> [Task objective]:
Quote the lines from the one containing "the grassy meadow." through the end of the records, both ends included, and leave the pictures out of your answer.

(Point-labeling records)
= = =

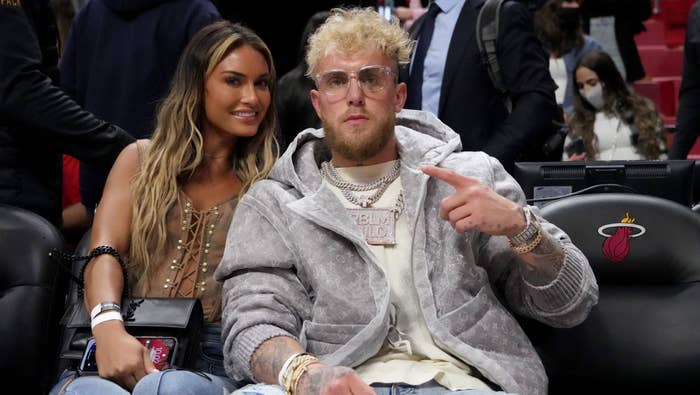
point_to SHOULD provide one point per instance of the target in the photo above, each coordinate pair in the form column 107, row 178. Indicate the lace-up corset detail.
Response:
column 195, row 245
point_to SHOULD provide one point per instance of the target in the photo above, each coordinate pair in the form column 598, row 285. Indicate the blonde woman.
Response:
column 168, row 204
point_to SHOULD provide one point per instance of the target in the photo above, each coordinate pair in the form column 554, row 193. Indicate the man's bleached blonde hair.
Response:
column 348, row 31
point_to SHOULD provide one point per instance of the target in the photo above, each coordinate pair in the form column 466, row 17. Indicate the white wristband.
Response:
column 280, row 376
column 108, row 316
column 104, row 306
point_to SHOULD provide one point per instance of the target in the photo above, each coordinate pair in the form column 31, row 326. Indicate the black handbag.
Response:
column 181, row 318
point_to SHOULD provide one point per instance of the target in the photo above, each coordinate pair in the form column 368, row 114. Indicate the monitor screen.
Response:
column 542, row 182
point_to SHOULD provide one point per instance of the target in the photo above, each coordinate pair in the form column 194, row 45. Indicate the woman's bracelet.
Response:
column 296, row 369
column 283, row 371
column 101, row 250
column 108, row 316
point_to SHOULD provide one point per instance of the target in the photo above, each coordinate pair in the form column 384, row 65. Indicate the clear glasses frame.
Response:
column 373, row 80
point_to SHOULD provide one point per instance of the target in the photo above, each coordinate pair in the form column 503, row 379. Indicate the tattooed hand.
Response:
column 475, row 206
column 320, row 379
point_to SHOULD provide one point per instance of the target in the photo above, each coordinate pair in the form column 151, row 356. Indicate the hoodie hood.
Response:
column 422, row 139
column 125, row 6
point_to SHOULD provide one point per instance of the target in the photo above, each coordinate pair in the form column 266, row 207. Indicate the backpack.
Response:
column 486, row 39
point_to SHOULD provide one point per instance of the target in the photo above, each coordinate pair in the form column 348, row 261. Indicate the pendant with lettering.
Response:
column 378, row 225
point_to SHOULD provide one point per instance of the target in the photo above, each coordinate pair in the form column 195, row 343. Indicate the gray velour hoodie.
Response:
column 296, row 265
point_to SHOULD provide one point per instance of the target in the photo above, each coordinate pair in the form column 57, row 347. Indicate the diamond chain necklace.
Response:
column 347, row 188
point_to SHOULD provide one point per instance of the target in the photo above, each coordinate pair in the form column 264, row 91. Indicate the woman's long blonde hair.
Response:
column 175, row 151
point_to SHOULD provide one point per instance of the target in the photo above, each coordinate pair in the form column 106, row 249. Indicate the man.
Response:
column 380, row 247
column 38, row 121
column 688, row 125
column 455, row 83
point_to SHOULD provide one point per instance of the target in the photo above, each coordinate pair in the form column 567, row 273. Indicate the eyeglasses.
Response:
column 372, row 80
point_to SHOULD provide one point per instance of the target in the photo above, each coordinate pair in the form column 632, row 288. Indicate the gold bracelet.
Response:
column 300, row 372
column 529, row 246
column 295, row 370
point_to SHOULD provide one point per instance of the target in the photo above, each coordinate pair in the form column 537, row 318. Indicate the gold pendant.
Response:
column 378, row 225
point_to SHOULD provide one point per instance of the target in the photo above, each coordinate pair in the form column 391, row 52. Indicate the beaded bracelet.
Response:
column 529, row 246
column 97, row 251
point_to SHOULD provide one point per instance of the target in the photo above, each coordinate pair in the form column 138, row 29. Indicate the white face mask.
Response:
column 594, row 96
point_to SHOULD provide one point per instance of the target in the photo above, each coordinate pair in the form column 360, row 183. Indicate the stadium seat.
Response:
column 642, row 336
column 654, row 34
column 675, row 18
column 660, row 61
column 31, row 300
column 661, row 92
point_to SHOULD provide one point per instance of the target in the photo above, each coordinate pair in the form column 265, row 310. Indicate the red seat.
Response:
column 660, row 61
column 669, row 93
column 654, row 34
column 660, row 93
column 695, row 151
column 675, row 16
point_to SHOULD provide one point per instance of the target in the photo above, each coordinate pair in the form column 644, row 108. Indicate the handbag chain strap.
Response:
column 128, row 312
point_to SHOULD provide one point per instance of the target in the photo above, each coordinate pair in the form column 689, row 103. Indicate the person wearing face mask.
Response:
column 609, row 121
column 558, row 26
column 614, row 23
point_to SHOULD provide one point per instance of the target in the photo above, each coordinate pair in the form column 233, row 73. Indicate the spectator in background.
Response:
column 293, row 103
column 558, row 26
column 613, row 23
column 407, row 15
column 75, row 216
column 38, row 121
column 118, row 63
column 454, row 83
column 612, row 122
column 688, row 117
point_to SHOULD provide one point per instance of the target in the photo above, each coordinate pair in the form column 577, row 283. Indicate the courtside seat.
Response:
column 661, row 92
column 654, row 34
column 660, row 61
column 674, row 14
column 643, row 336
column 32, row 292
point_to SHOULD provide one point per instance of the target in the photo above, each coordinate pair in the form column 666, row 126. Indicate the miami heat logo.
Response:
column 617, row 245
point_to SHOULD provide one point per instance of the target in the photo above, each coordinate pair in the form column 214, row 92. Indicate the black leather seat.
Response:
column 644, row 334
column 71, row 350
column 31, row 300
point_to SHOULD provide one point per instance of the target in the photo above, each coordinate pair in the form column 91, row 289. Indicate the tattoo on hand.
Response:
column 546, row 259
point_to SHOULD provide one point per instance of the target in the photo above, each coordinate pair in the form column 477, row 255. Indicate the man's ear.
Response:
column 314, row 94
column 401, row 92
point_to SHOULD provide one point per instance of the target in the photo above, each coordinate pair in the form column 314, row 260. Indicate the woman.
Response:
column 168, row 203
column 612, row 122
column 558, row 26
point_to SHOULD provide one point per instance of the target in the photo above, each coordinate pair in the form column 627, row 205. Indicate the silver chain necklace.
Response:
column 347, row 188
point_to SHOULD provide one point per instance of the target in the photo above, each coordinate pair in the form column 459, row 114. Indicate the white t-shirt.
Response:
column 557, row 69
column 614, row 139
column 426, row 361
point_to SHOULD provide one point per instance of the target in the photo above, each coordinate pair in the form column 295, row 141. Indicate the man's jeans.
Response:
column 429, row 388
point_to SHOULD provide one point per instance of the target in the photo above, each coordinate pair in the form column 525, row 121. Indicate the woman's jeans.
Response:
column 208, row 377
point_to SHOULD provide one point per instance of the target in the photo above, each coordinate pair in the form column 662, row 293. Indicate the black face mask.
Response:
column 569, row 18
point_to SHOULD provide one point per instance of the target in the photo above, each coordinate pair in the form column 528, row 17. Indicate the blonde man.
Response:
column 371, row 259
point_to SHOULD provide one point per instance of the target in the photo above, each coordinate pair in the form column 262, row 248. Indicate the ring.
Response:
column 640, row 228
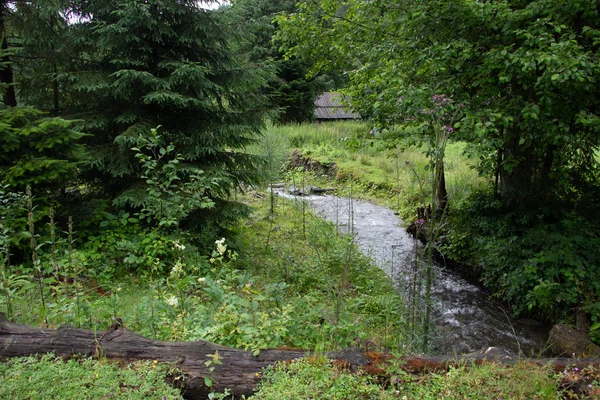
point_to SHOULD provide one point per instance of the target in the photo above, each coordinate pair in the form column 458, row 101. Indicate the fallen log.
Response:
column 240, row 371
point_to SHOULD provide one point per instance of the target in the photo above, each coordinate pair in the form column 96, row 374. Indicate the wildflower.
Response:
column 221, row 246
column 178, row 246
column 177, row 268
column 173, row 301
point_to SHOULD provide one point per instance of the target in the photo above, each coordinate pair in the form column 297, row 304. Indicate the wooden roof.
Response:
column 328, row 107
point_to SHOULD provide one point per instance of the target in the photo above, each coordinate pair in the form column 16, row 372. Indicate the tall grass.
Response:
column 390, row 170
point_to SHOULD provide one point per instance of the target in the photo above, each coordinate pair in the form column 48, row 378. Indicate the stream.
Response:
column 466, row 319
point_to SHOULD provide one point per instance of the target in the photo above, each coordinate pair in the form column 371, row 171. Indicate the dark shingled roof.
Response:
column 328, row 106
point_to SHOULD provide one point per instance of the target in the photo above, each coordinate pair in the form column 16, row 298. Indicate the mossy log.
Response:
column 240, row 370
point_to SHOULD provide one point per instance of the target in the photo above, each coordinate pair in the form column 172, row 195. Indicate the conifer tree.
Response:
column 167, row 64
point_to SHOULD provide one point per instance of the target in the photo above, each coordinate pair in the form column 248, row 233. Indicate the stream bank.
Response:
column 466, row 319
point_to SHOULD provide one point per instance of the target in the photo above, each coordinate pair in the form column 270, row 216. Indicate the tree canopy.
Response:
column 525, row 72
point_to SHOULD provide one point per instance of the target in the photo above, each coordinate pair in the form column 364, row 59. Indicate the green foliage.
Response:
column 173, row 192
column 290, row 90
column 487, row 381
column 543, row 267
column 33, row 377
column 525, row 72
column 38, row 151
column 318, row 379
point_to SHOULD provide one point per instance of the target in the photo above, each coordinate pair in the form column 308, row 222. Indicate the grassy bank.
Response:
column 384, row 166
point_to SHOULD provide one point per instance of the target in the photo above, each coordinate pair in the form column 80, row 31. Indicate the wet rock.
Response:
column 566, row 341
column 318, row 190
column 298, row 160
column 493, row 354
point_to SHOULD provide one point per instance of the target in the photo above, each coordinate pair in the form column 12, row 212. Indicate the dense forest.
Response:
column 137, row 138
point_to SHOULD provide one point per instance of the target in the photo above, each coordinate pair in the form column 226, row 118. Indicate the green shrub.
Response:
column 50, row 377
column 316, row 378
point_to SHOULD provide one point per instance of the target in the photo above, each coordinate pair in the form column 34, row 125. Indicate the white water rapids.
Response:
column 465, row 317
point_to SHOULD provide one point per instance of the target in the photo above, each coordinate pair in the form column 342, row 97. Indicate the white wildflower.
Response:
column 221, row 246
column 177, row 268
column 172, row 300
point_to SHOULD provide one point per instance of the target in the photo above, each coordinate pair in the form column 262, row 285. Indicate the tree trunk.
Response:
column 240, row 371
column 441, row 192
column 516, row 172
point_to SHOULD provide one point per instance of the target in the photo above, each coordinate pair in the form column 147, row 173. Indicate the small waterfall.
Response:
column 465, row 317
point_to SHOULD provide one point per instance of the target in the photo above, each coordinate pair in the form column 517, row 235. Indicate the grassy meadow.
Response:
column 281, row 278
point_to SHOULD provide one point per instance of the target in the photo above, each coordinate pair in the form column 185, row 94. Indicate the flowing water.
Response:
column 466, row 319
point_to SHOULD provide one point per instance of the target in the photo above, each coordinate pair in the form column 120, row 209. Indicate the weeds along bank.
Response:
column 292, row 281
column 543, row 259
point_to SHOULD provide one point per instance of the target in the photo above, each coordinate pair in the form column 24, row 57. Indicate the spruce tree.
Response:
column 166, row 64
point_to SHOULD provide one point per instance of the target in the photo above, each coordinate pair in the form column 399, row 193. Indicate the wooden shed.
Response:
column 329, row 108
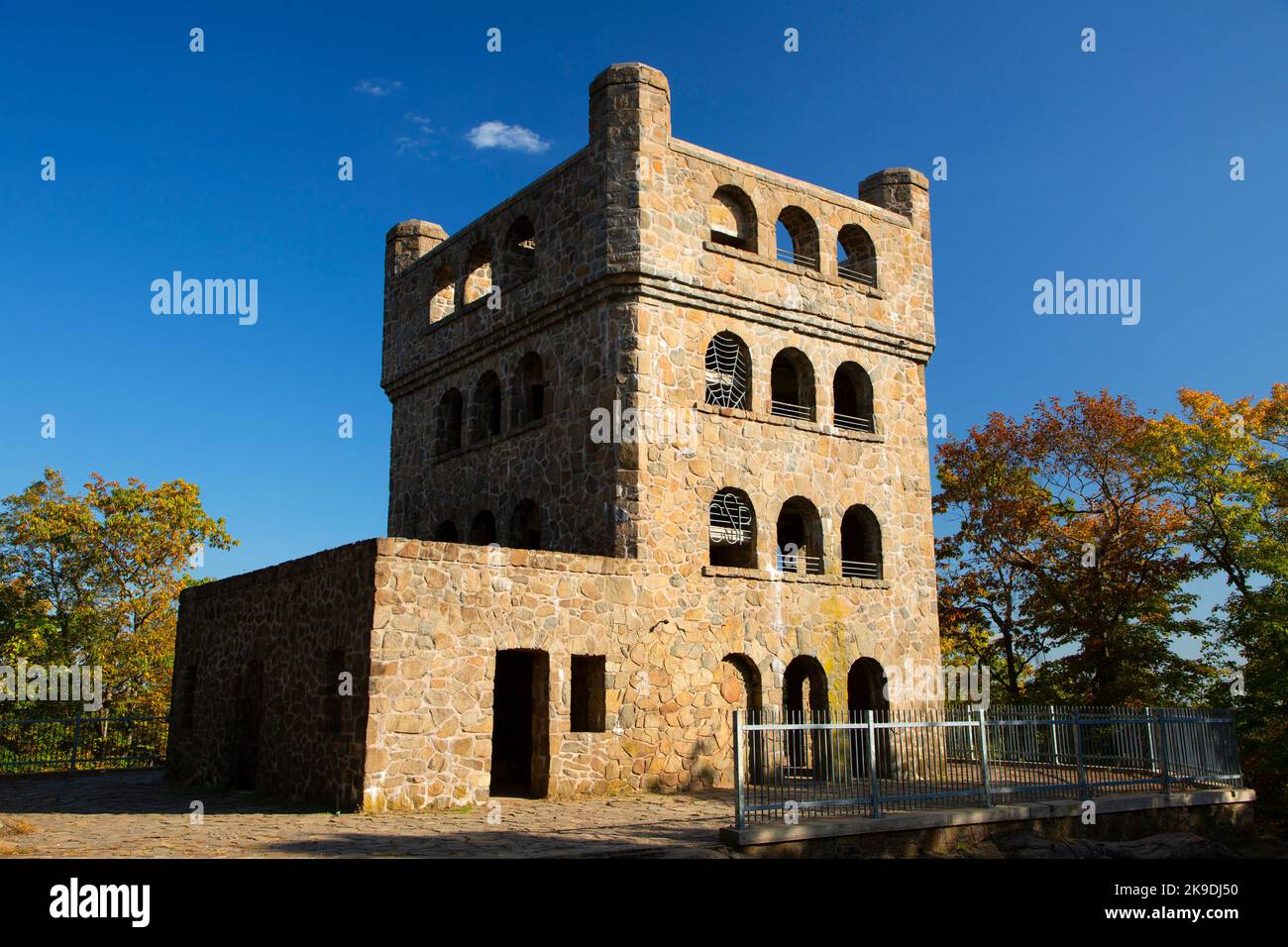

= = =

> [Solution to the exercise]:
point_to SHOULD provide one point per instance of the target in the photo above, each coordinate pair in the form column 517, row 235. Indicate the grassy meadow.
Response:
column 281, row 278
point_to SHOULD provide one point per instance of the target in the photo above, each coordinate pair in the form column 185, row 94. Indicate the flowing water.
Response:
column 466, row 319
point_to SHOULD provide one point per instance of the target in the photo above, each coordinate pair in the form column 120, row 209. Indicate the weeds along bank.
Response:
column 292, row 281
column 543, row 259
point_to SHOULD provide one point per instance of the target in the photo above, each coordinate pair in the form column 24, row 57. Indicate the spruce tree.
Response:
column 166, row 64
point_to SHOULD provide one point per instance of the target in the photo above, each coordinate pair in the form column 399, row 193. Indicate the wooden shed.
Response:
column 329, row 108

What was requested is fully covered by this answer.